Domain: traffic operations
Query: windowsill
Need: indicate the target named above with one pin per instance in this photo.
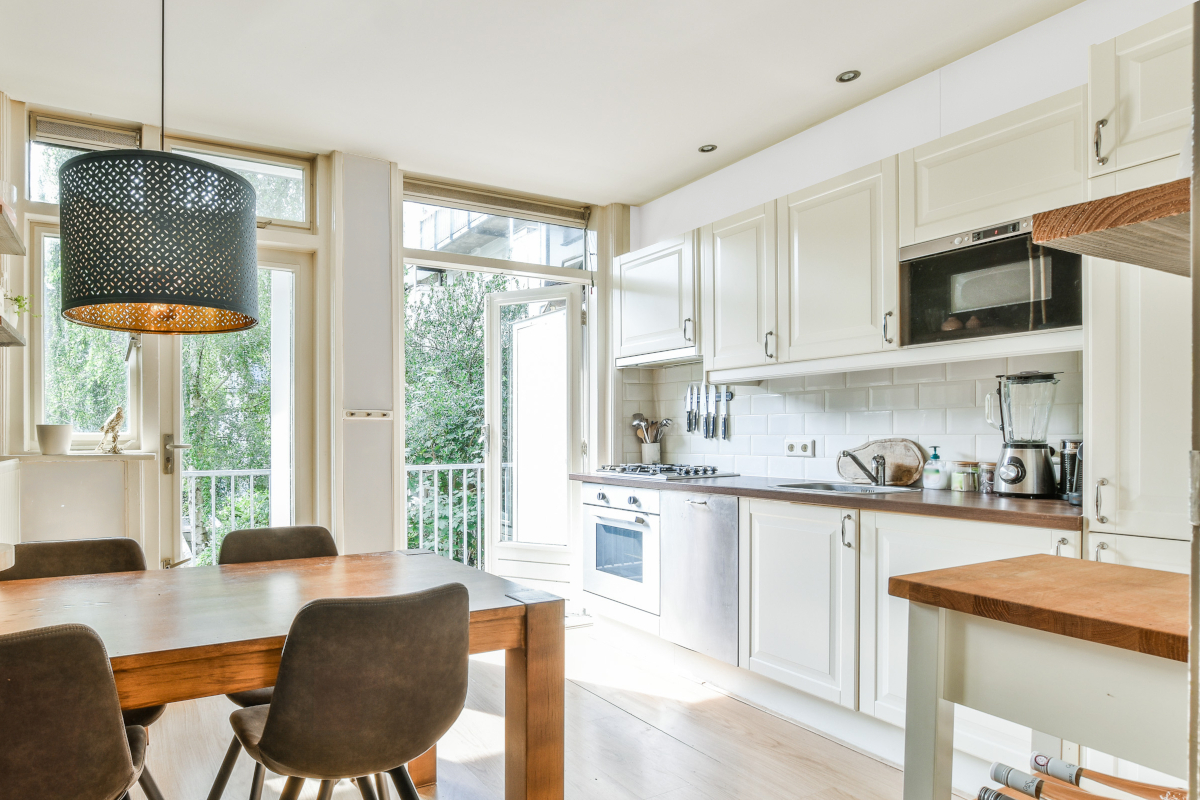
(84, 456)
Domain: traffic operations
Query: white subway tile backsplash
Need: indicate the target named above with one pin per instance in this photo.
(960, 394)
(906, 422)
(847, 400)
(869, 422)
(783, 423)
(768, 404)
(831, 380)
(804, 403)
(893, 397)
(919, 373)
(869, 378)
(976, 370)
(825, 422)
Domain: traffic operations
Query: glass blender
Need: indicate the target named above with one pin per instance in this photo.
(1024, 403)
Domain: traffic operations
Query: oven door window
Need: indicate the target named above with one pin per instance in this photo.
(619, 552)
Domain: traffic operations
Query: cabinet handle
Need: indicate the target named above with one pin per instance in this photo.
(1096, 139)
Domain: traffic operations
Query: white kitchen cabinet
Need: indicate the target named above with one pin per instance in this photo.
(1165, 554)
(738, 265)
(1137, 400)
(1140, 94)
(838, 265)
(798, 596)
(655, 292)
(1030, 160)
(900, 545)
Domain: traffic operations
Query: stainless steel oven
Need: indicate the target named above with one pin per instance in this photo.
(621, 545)
(988, 282)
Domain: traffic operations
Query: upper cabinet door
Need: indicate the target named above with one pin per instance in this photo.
(739, 289)
(657, 298)
(838, 265)
(1026, 161)
(1140, 94)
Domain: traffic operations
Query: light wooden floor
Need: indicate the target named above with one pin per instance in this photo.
(631, 734)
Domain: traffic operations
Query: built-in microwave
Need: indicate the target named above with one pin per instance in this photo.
(988, 282)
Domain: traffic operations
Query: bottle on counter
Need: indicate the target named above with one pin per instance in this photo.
(936, 474)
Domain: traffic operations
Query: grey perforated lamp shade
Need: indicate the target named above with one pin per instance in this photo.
(156, 242)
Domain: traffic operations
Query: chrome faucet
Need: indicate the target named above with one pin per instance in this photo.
(879, 476)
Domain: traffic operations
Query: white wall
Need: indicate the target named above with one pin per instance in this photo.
(931, 404)
(1035, 64)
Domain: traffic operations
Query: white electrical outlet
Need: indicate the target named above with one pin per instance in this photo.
(799, 447)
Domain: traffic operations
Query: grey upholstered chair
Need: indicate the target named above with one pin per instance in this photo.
(60, 559)
(61, 721)
(264, 545)
(365, 686)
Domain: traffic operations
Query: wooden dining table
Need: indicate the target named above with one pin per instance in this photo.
(185, 633)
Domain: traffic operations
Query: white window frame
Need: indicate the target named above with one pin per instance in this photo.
(305, 162)
(36, 408)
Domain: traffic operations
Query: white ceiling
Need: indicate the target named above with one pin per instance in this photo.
(601, 101)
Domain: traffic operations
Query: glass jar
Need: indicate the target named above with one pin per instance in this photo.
(965, 476)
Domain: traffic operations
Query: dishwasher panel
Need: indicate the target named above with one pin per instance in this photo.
(699, 567)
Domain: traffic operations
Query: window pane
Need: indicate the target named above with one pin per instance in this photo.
(280, 188)
(474, 233)
(84, 376)
(43, 169)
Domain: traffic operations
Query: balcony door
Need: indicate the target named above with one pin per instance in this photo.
(533, 415)
(247, 431)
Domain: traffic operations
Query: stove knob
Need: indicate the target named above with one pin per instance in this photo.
(1013, 471)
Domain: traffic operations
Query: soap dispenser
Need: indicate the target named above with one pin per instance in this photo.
(937, 473)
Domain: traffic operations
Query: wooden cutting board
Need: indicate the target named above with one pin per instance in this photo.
(905, 462)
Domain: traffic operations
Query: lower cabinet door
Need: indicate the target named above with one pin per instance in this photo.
(900, 545)
(799, 585)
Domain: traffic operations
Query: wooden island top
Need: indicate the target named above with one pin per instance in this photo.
(1145, 611)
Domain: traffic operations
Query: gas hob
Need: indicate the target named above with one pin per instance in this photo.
(665, 471)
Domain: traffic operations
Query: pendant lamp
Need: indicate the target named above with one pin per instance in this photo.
(157, 242)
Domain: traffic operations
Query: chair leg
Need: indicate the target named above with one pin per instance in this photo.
(365, 787)
(226, 770)
(403, 781)
(149, 786)
(256, 783)
(292, 789)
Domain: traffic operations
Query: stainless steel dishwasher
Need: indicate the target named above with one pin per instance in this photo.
(699, 567)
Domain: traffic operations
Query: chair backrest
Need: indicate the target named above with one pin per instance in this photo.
(75, 557)
(60, 719)
(276, 545)
(367, 684)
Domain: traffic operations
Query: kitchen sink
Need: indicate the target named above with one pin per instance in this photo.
(845, 488)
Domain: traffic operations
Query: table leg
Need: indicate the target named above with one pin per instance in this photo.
(424, 769)
(534, 695)
(929, 720)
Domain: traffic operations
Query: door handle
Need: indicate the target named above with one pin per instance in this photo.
(1096, 140)
(1099, 517)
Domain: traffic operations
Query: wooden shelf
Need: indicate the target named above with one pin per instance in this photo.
(10, 336)
(1150, 227)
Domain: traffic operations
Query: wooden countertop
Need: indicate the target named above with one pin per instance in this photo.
(1127, 607)
(925, 503)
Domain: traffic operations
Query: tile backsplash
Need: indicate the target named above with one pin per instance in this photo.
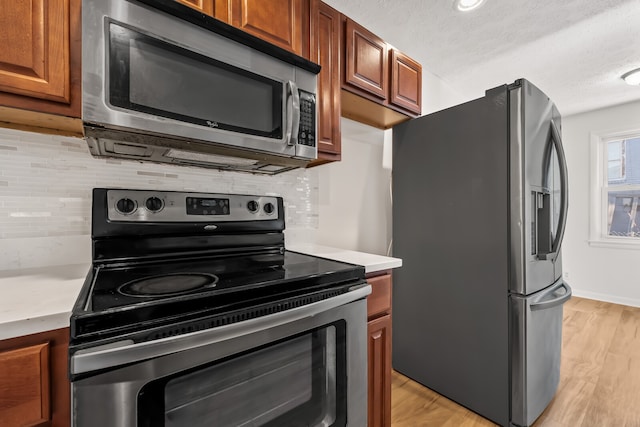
(46, 183)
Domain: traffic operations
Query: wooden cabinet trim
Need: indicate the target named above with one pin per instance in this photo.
(45, 72)
(379, 302)
(406, 82)
(325, 50)
(204, 6)
(264, 19)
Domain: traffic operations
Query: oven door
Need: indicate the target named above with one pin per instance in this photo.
(302, 367)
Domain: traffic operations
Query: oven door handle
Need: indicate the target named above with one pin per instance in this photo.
(125, 352)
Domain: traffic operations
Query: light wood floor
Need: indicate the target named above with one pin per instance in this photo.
(599, 377)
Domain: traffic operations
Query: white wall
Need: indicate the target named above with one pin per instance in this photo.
(354, 194)
(608, 274)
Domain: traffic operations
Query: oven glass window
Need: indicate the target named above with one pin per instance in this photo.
(155, 77)
(295, 382)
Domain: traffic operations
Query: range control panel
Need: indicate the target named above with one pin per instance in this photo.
(172, 206)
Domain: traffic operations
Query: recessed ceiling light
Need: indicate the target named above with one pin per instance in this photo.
(632, 77)
(467, 5)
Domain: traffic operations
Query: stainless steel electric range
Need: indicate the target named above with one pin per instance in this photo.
(194, 314)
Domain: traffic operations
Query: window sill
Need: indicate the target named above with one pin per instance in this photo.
(614, 244)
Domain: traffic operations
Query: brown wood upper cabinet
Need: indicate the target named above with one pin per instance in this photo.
(406, 82)
(284, 23)
(325, 50)
(366, 61)
(40, 56)
(388, 84)
(281, 22)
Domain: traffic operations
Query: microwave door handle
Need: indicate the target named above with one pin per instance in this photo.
(293, 113)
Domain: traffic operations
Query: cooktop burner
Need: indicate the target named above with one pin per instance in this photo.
(168, 285)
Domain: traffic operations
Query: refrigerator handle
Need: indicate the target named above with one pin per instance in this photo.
(543, 301)
(564, 196)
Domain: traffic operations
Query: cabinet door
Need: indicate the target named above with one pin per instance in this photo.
(40, 57)
(34, 386)
(24, 391)
(325, 50)
(366, 61)
(406, 82)
(379, 354)
(281, 22)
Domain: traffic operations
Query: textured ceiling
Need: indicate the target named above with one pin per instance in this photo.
(574, 50)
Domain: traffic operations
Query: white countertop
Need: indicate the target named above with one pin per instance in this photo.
(371, 262)
(40, 299)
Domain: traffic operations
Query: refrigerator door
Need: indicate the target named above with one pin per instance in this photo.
(536, 342)
(538, 189)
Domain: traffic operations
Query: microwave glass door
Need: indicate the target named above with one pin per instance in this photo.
(152, 76)
(298, 381)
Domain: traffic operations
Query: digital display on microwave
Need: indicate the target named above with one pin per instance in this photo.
(202, 206)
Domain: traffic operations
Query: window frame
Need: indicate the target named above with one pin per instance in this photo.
(598, 222)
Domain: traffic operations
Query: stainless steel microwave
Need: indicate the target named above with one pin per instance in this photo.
(162, 82)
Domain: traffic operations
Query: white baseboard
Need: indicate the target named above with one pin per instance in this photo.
(633, 302)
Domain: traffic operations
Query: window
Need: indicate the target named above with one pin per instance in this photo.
(616, 189)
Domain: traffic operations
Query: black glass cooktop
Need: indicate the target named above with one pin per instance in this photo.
(138, 301)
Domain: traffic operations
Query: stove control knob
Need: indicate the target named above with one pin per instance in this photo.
(253, 206)
(126, 206)
(154, 204)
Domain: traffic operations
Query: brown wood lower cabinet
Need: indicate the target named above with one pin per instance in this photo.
(34, 386)
(379, 351)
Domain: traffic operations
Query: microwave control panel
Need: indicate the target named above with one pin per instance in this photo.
(307, 132)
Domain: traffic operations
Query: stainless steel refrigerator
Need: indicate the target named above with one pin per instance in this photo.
(479, 212)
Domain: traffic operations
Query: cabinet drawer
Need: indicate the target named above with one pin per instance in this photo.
(379, 302)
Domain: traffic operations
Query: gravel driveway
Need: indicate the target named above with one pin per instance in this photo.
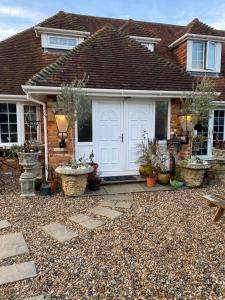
(164, 247)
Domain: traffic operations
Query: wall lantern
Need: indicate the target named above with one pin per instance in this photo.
(62, 125)
(186, 123)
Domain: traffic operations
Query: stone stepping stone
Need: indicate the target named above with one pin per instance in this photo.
(41, 297)
(86, 221)
(59, 232)
(4, 224)
(123, 204)
(12, 244)
(106, 212)
(17, 272)
(118, 197)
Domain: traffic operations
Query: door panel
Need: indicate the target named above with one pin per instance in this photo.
(108, 124)
(139, 118)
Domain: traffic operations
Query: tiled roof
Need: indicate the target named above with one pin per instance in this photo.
(21, 56)
(197, 27)
(121, 64)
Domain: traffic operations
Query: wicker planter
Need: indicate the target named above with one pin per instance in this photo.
(74, 181)
(193, 174)
(218, 154)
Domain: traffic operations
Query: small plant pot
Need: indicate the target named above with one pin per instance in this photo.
(163, 178)
(54, 185)
(38, 184)
(150, 182)
(46, 191)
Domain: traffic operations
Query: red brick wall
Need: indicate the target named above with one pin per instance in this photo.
(57, 155)
(180, 53)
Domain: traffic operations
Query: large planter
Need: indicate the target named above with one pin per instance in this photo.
(218, 154)
(193, 174)
(27, 178)
(74, 181)
(163, 178)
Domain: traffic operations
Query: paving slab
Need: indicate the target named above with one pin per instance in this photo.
(107, 203)
(118, 197)
(17, 272)
(124, 188)
(41, 297)
(86, 221)
(12, 244)
(106, 212)
(4, 224)
(59, 232)
(123, 204)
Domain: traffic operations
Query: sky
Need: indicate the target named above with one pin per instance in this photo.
(17, 15)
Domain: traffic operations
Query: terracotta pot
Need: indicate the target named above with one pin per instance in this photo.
(142, 170)
(54, 185)
(163, 178)
(150, 182)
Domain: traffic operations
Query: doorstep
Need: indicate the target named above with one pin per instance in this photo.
(124, 188)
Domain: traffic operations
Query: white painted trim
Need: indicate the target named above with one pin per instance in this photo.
(193, 36)
(13, 98)
(110, 92)
(143, 39)
(76, 33)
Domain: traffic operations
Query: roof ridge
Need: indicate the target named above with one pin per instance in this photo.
(42, 74)
(62, 59)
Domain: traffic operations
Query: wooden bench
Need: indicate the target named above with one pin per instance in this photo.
(215, 200)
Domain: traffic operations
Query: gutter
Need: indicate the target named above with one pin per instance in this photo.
(30, 98)
(110, 92)
(193, 36)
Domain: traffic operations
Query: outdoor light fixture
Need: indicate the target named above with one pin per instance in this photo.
(62, 125)
(186, 123)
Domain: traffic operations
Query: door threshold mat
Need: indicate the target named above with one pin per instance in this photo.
(119, 178)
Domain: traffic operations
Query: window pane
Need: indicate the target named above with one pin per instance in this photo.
(8, 123)
(12, 108)
(85, 126)
(3, 118)
(211, 55)
(3, 108)
(161, 120)
(197, 55)
(62, 41)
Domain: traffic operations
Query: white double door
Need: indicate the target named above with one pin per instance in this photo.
(118, 128)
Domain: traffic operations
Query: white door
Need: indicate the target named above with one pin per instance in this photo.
(118, 127)
(107, 135)
(139, 118)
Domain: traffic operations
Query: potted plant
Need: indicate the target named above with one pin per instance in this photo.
(53, 180)
(46, 189)
(162, 164)
(219, 150)
(74, 176)
(192, 171)
(147, 156)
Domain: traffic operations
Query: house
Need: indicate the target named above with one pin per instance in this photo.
(137, 73)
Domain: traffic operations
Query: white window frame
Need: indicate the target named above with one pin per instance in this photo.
(45, 41)
(218, 51)
(20, 123)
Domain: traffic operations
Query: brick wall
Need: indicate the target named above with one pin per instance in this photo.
(57, 155)
(180, 53)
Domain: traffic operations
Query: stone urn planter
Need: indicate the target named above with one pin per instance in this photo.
(27, 178)
(193, 174)
(74, 181)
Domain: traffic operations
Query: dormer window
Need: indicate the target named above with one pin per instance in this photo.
(61, 39)
(61, 42)
(203, 56)
(148, 42)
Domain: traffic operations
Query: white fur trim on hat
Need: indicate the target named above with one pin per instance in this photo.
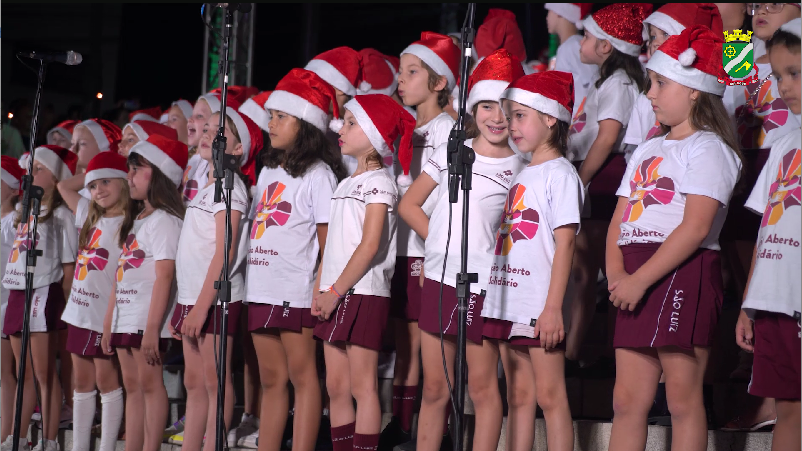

| WHAT TO PRODUCE |
Look above for the line containing "Query: wooden island top". Output from there through the line containing "Query: stainless steel dishwasher", exactly and inclusively.

| YOUR RESPONSE |
Query: wooden island top
Need: indicate the target named above with one pin per instance in this photo.
(1145, 611)
Domain: traffic operations
Query: gas hob
Need: indicate the target named above with one pin per instance in this photo.
(665, 471)
Domain: traffic operations
Query: pendant lamp
Need: indicate the target named above with one pin per instance in this photo.
(157, 242)
Domain: traffic operations
Query: chair leg
Need: indicate the target named above with one pin per instance in this photo.
(365, 787)
(226, 770)
(403, 781)
(149, 786)
(256, 783)
(292, 789)
Domain: traffic operations
Query: stainless steel dishwasher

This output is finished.